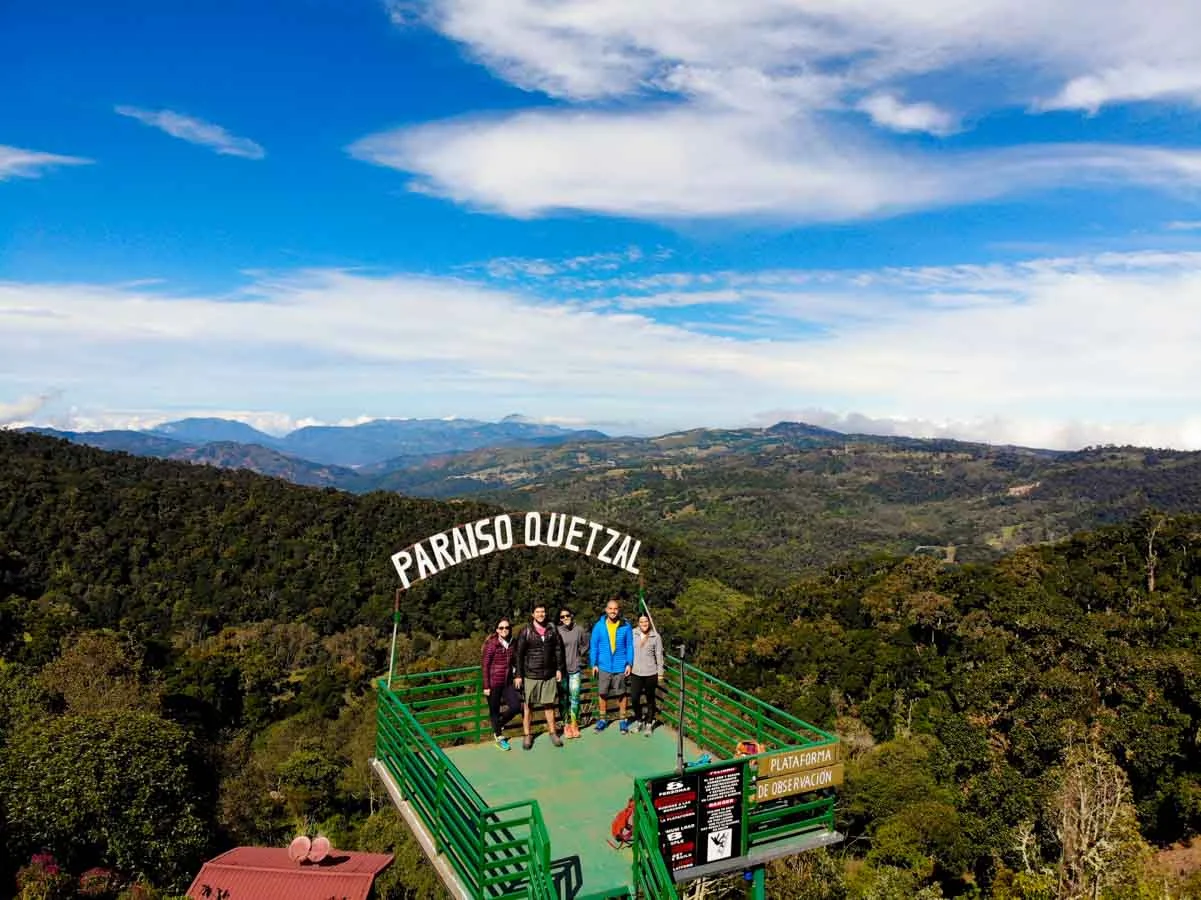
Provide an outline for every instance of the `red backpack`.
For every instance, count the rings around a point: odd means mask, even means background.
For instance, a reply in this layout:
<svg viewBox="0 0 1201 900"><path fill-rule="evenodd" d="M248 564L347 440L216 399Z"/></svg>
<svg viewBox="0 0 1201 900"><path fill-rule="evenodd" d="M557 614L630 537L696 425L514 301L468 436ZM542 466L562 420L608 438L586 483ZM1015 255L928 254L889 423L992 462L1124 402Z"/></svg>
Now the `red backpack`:
<svg viewBox="0 0 1201 900"><path fill-rule="evenodd" d="M626 809L613 817L613 824L609 826L609 833L613 835L613 840L609 841L609 846L614 850L627 847L634 841L633 797L629 798L629 803L626 804Z"/></svg>

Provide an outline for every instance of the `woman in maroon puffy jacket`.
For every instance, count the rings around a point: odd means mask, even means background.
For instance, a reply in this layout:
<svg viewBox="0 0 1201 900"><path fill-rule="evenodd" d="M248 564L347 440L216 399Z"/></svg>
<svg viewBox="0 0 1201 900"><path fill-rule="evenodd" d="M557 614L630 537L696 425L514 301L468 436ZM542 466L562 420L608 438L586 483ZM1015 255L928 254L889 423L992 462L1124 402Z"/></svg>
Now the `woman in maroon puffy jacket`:
<svg viewBox="0 0 1201 900"><path fill-rule="evenodd" d="M484 658L482 663L484 669L484 696L488 697L488 714L492 719L494 740L501 750L509 749L509 741L504 737L504 725L514 716L515 711L520 711L521 709L520 704L518 704L516 710L510 707L508 715L503 719L501 717L501 705L504 701L506 689L512 680L509 678L513 663L513 646L509 640L512 634L513 626L508 619L501 619L496 622L496 631L489 634L488 640L484 642Z"/></svg>

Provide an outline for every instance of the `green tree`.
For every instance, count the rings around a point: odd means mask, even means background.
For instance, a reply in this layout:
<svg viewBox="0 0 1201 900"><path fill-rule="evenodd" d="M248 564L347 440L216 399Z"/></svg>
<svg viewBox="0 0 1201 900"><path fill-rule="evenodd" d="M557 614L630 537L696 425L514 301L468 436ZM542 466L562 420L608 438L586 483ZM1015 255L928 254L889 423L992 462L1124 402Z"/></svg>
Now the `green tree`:
<svg viewBox="0 0 1201 900"><path fill-rule="evenodd" d="M19 852L68 868L106 863L180 882L209 828L204 781L179 726L141 711L64 715L18 728L0 757L7 826Z"/></svg>

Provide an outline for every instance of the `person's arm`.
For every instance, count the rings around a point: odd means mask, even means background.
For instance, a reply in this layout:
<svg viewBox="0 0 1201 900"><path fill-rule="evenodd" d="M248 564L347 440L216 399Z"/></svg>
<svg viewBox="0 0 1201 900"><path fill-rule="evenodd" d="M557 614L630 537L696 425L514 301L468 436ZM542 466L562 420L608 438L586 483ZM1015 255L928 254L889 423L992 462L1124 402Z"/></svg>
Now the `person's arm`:
<svg viewBox="0 0 1201 900"><path fill-rule="evenodd" d="M516 678L513 679L513 684L518 687L521 686L521 681L525 679L525 637L526 628L521 630L518 634L518 639L513 642L513 670L516 672Z"/></svg>
<svg viewBox="0 0 1201 900"><path fill-rule="evenodd" d="M597 648L597 638L600 636L600 622L592 626L592 638L588 642L588 661L592 663L592 674L596 675L600 669L597 667L597 660L600 658L600 650Z"/></svg>

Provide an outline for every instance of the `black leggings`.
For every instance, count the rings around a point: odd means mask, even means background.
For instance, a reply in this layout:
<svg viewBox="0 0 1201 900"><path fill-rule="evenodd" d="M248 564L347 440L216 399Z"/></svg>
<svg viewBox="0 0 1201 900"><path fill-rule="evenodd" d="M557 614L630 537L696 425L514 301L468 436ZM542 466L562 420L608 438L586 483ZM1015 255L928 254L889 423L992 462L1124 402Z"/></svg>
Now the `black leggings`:
<svg viewBox="0 0 1201 900"><path fill-rule="evenodd" d="M634 704L635 722L653 722L659 711L659 677L631 675L629 701ZM646 698L646 715L643 715L643 698Z"/></svg>
<svg viewBox="0 0 1201 900"><path fill-rule="evenodd" d="M494 687L488 692L488 715L492 720L492 734L497 737L504 731L504 726L509 723L513 716L521 711L521 705L518 704L516 709L508 708L506 710L508 715L501 715L501 707L504 705L506 693L513 695L513 691L507 687Z"/></svg>

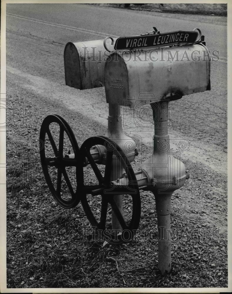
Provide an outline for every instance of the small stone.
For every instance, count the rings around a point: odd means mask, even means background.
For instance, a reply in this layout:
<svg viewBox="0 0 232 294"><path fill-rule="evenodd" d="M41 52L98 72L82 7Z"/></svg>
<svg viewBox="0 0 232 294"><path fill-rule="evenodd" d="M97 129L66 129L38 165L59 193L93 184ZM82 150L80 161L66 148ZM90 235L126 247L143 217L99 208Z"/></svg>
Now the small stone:
<svg viewBox="0 0 232 294"><path fill-rule="evenodd" d="M201 276L204 278L205 277L206 275L206 273L205 272L201 272Z"/></svg>

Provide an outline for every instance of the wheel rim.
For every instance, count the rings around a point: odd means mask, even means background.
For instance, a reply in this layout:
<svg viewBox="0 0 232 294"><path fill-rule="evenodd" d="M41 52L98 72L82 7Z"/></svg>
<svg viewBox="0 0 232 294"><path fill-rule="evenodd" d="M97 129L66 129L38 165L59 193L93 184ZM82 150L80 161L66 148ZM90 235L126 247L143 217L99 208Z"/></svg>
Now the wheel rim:
<svg viewBox="0 0 232 294"><path fill-rule="evenodd" d="M52 126L59 131L59 135L52 133L50 129ZM41 164L51 193L62 207L68 209L75 207L80 201L78 192L81 186L77 175L82 172L79 164L79 147L71 128L59 116L49 115L42 123L39 138ZM64 156L65 144L65 146L70 147L74 158ZM48 155L48 152L54 156ZM74 172L71 173L71 171Z"/></svg>
<svg viewBox="0 0 232 294"><path fill-rule="evenodd" d="M105 166L104 176L100 171L99 167L93 160L90 154L90 149L93 146L97 145L104 146L106 150ZM83 185L81 201L83 209L91 224L100 233L102 238L109 243L120 243L129 240L133 237L139 223L141 212L140 194L136 178L133 169L127 160L125 154L115 142L106 137L99 136L92 137L86 140L80 149L80 156L84 159L87 158L90 166L98 181L98 184L93 185ZM114 160L119 161L128 178L129 184L126 187L119 187L114 186L111 181L112 162ZM79 181L81 179L80 178ZM100 209L96 217L93 213L93 209L89 203L92 201L86 197L91 195L94 199L96 196L99 196L101 203ZM122 215L113 197L114 195L123 195L123 202L126 199L129 199L132 202L132 211L130 216ZM129 196L129 197L128 197ZM93 201L94 201L93 200ZM128 201L128 200L127 200ZM124 203L124 202L123 202ZM106 221L108 210L111 208L114 211L122 227L121 234L116 236L107 230ZM124 213L123 211L123 213ZM126 222L126 218L127 221Z"/></svg>

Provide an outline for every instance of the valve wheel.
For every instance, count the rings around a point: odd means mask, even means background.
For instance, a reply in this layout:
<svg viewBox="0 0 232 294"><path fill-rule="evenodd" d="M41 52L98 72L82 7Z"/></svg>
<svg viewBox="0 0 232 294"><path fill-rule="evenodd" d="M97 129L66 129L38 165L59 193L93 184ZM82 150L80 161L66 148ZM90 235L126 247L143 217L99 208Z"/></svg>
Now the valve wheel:
<svg viewBox="0 0 232 294"><path fill-rule="evenodd" d="M60 116L48 116L41 125L39 139L41 164L51 193L62 207L75 207L80 201L76 175L83 171L79 164L79 148L71 128ZM74 158L64 156L67 148Z"/></svg>
<svg viewBox="0 0 232 294"><path fill-rule="evenodd" d="M91 154L91 148L96 145L104 146L106 150L102 161L105 163L105 166L103 167L97 164ZM89 222L100 233L101 238L109 243L120 244L129 240L138 227L141 203L136 178L125 154L116 143L103 136L91 137L86 140L81 147L80 154L82 160L86 160L87 158L89 163L86 167L88 170L85 174L87 173L89 177L91 172L96 179L94 185L89 185L88 179L88 184L83 185L82 189L81 203ZM127 186L117 186L112 182L114 176L111 174L114 170L112 167L113 164L115 164L114 166L116 166L117 163L119 163L127 175L129 183ZM80 176L79 174L78 176ZM84 179L80 178L79 181L84 183ZM88 199L87 195L90 196ZM122 195L123 203L127 208L124 209L123 207L123 214L114 199L115 195ZM96 209L98 204L98 210ZM129 205L131 206L130 208ZM111 211L111 213L113 211L122 228L121 233L118 235L112 228L108 228L108 224L111 223L111 219L109 220ZM129 213L128 211L130 212Z"/></svg>

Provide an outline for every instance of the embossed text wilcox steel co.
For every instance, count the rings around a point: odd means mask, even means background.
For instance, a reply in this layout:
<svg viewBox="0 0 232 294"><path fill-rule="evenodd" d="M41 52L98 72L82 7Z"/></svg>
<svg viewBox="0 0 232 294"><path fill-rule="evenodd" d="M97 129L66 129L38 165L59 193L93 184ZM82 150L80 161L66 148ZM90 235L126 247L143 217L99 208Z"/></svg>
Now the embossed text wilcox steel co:
<svg viewBox="0 0 232 294"><path fill-rule="evenodd" d="M138 36L67 44L66 84L80 89L105 86L108 130L79 148L66 121L58 115L48 116L40 130L40 156L58 203L69 208L81 201L92 225L112 243L132 238L139 224L140 191L151 191L157 216L159 268L165 273L171 268L171 196L188 176L180 158L170 152L169 102L210 90L210 59L199 30L160 34L153 28ZM197 61L170 60L169 55L175 56L177 51L192 57L197 53ZM154 135L150 158L135 171L131 163L138 152L135 142L123 133L121 108L138 103L150 105Z"/></svg>

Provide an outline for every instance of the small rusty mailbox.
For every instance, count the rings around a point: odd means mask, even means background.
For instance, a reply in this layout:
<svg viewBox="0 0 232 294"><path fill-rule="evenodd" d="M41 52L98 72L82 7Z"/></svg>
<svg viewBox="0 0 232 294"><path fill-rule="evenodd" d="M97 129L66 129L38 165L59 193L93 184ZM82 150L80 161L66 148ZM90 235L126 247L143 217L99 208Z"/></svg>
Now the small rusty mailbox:
<svg viewBox="0 0 232 294"><path fill-rule="evenodd" d="M65 84L83 90L104 86L108 52L104 40L69 42L64 52Z"/></svg>

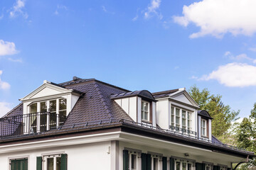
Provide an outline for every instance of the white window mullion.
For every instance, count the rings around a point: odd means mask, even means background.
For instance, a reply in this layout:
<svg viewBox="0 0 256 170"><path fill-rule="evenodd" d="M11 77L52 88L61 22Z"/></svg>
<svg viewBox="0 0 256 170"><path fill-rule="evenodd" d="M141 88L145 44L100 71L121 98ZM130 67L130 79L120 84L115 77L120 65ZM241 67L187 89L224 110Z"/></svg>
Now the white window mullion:
<svg viewBox="0 0 256 170"><path fill-rule="evenodd" d="M56 101L56 116L57 116L57 120L56 120L56 126L59 127L60 126L60 100L59 98L57 98Z"/></svg>
<svg viewBox="0 0 256 170"><path fill-rule="evenodd" d="M48 114L48 110L50 110L50 101L46 101L46 106L47 106L47 122L46 122L46 130L50 130L50 115Z"/></svg>
<svg viewBox="0 0 256 170"><path fill-rule="evenodd" d="M40 102L38 102L37 103L37 113L36 113L36 116L37 116L37 120L38 120L38 122L37 122L37 131L38 132L40 132Z"/></svg>

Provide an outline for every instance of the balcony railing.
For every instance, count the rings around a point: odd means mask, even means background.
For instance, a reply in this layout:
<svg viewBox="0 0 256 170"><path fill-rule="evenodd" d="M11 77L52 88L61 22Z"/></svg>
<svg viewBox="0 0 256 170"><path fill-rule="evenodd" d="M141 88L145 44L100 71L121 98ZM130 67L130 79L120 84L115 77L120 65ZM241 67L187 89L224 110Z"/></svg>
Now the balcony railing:
<svg viewBox="0 0 256 170"><path fill-rule="evenodd" d="M35 134L56 129L66 116L55 113L33 113L0 118L0 137Z"/></svg>
<svg viewBox="0 0 256 170"><path fill-rule="evenodd" d="M183 129L183 128L181 128L179 127L176 127L176 126L173 126L173 125L169 125L169 130L172 130L172 131L176 131L176 132L178 132L181 134L187 134L188 135L195 135L196 136L196 132L190 130L186 130L186 129Z"/></svg>

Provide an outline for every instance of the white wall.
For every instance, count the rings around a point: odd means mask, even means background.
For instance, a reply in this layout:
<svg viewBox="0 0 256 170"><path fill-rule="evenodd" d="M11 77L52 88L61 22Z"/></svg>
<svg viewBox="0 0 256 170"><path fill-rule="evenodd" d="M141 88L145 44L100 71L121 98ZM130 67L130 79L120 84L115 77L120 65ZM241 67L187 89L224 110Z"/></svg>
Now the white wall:
<svg viewBox="0 0 256 170"><path fill-rule="evenodd" d="M170 125L170 107L168 99L156 102L156 123L163 129L169 129Z"/></svg>
<svg viewBox="0 0 256 170"><path fill-rule="evenodd" d="M137 120L137 96L124 98L114 100L120 107L132 118L134 121Z"/></svg>
<svg viewBox="0 0 256 170"><path fill-rule="evenodd" d="M13 152L0 154L0 167L1 170L9 170L10 159L28 157L28 170L36 169L36 157L53 154L68 154L68 169L102 170L110 168L110 153L107 153L111 146L110 142L78 144L37 149L31 148L26 152Z"/></svg>

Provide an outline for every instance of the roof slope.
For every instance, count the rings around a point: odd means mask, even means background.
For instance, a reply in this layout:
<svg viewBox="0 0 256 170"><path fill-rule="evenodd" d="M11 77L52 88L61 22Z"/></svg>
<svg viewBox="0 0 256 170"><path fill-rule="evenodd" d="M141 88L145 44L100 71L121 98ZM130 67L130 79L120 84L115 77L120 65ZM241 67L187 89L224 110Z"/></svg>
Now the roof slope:
<svg viewBox="0 0 256 170"><path fill-rule="evenodd" d="M68 115L65 125L110 118L131 120L124 110L110 98L112 94L127 92L124 90L95 79L74 82L66 85L65 88L78 90L85 94L76 103Z"/></svg>

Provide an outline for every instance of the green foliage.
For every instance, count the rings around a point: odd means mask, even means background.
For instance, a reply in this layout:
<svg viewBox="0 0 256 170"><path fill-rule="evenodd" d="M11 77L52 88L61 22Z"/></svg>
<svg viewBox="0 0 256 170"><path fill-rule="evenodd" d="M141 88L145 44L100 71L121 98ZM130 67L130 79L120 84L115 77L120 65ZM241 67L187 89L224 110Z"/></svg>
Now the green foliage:
<svg viewBox="0 0 256 170"><path fill-rule="evenodd" d="M200 109L207 110L213 118L212 134L220 140L225 139L224 137L230 135L228 129L231 127L232 123L238 118L240 110L231 110L228 105L225 106L221 101L220 95L210 94L207 89L203 89L201 91L194 85L190 88L188 93L199 105Z"/></svg>
<svg viewBox="0 0 256 170"><path fill-rule="evenodd" d="M245 118L236 128L238 147L256 152L256 103L249 118Z"/></svg>

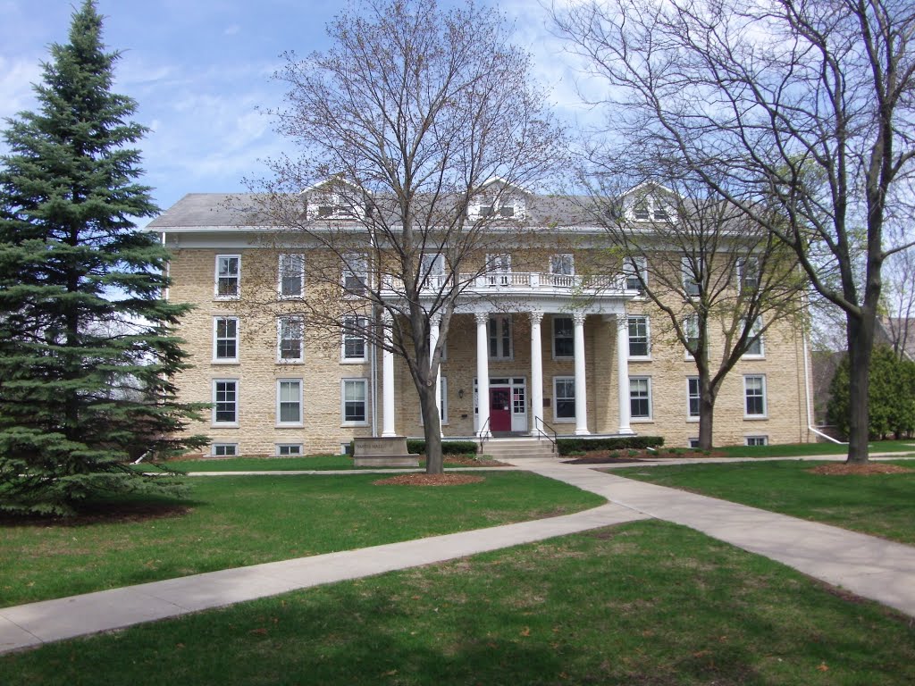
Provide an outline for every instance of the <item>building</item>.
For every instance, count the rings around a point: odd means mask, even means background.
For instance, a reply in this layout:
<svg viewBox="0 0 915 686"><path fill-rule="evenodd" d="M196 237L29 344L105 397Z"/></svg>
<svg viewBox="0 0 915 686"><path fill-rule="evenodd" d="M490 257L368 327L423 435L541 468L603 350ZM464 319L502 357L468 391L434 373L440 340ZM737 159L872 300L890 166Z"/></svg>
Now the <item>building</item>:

#### Exercise aim
Return the lines of the data above verbatim, starting at the line that contains "Provide an outline for every instance of the roof" and ending at the line that contains "115L65 125L110 118L131", with both of those lines included.

#### Exercise solution
Provide an outline for every instance of the roof slope.
For every instance, count the rings around a point: odd means mask, even means background.
For instance, a reply in this layout:
<svg viewBox="0 0 256 170"><path fill-rule="evenodd" d="M11 77L52 88L61 22Z"/></svg>
<svg viewBox="0 0 256 170"><path fill-rule="evenodd" d="M141 88L145 44L100 71L121 98ZM130 67L130 79L120 84L115 77L120 65ZM241 67L187 89L224 110Z"/></svg>
Now the roof slope:
<svg viewBox="0 0 256 170"><path fill-rule="evenodd" d="M68 115L65 125L110 118L131 120L124 110L110 98L112 94L127 92L124 90L95 79L74 82L66 85L65 88L78 90L85 94L76 103Z"/></svg>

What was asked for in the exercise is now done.